ENUNCIADO: Como fica o trecho do texto sobre a Justiça na Venezuela que vai de "A seguinte matéria" até "daquele país. Vejam.", inclusive, se trocarmos "retrato" por "panorama"?

17.4.11

Justiça na Venezuela

A seguinte matéria do Estadão de hoje, caderno Aliás, dá um retrato extremamente preocupante do rumo do Poder Judiciário na Venezuela. Aliás, dá um retrato triste dos rumos daquele país. Vejam.


Justiça relâmpago

Como Hugo Chávez transformou em criminosa a magistrada que ousou fazer corretamente o seu trabalho: aplicar a lei

17 de abril de 2011 | 0h 49
Belisário dos Santos Jr. - O Estado de S.Paulo
"A Justiça morreu!", disse a juíza venezuelana Maria Lourdes Afiuni, em prisão domiciliar, aos advogados da missão da International Bar Association, IBA (Associação Internacional de Advogados), que a visitavam em Caracas, em fevereiro. O "crime" da juíza Afiuni: haver reconhecido, no final de 2009, o excesso de prazo para a prisão preventiva de um acusado de fraude financeira, preso provisoriamente havia quase três anos, quando o período máximo previsto em lei é de dois anos. A especial circunstância: aquele era um "preso de Hugo Chávez".
Afiuni simplesmente aplicou a lei de seu país, e pagou caro por essa ousadia. Quinze minutos após divulgar sua decisão, a magistrada foi presa. A data da detenção não podia ser mais amargamente irônica: 10 de dezembro, dia internacional dos direitos humanos.
Horas depois da prisão de Afiuni, o presidente Hugo Chávez, em pronunciamento veiculado por cadeia nacional de televisão, pediu pena de 30 anos de prisão para a juíza, que havia determinado a libertação de um inimigo do regime.
Nunca houve, entretanto, recurso oficial da decisão da juíza. Em vez disso, ela foi acusada de vários crimes, inclusive o de "formação de quadrilha", acusação posteriormente abandonada diante da ausência de "cúmplices". A acusação de corrupção também caiu ante a falta de prova de qualquer intenção, por parte de Afiuni, de obter vantagem pessoal com sua decisão.
O episódio mostra-se ainda mais estarrecedor diante do fato de que, antes mesmo da decisão da magistrada, o grupo de trabalho da ONU sobre detenções arbitrárias já havia considerado abusiva a prisão por ela revogada.
Trata-se de exemplo flagrante do processo de desinstitucionalização progressiva por que passa a Venezuela. As instituições são formalmente mantidas, mas já não servem ao seu objetivo. Hoje, naquele país, o Estado chama-se Chávez.
Desde 1999, a Constituição Bolivariana dá autorização para a livre remoção de juízes, sem direito de defesa, a título de "depuração da Justiça". Mais da metade do Poder Judiciário é hoje composta de juízes provisórios, que podem ser destituídos ao sabor da vontade do Executivo. São inúmeros os casos de juízes destituídos por tomarem decisões contrárias aos interesses do governo.

DADOS DO EXERCÍCIO:

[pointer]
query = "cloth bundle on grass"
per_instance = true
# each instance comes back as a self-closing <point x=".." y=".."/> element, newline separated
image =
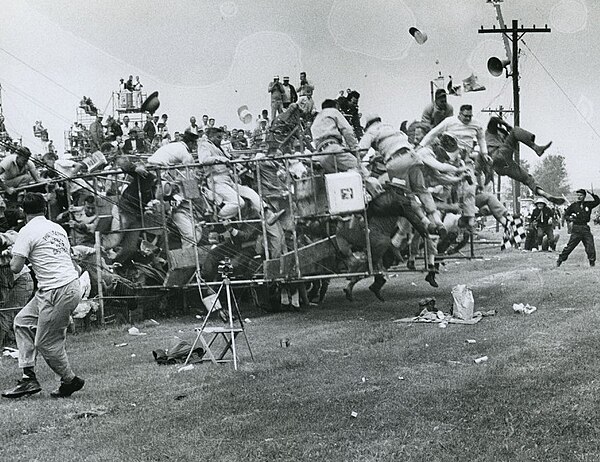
<point x="514" y="234"/>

RESPOSTA:
A seguinte matéria do Estadão de hoje, caderno Aliás, dá um panorama extremamente preocupante do rumo do Poder Judiciário na Venezuela. Aliás, dá um panorama triste dos rumos daquele país. Vejam.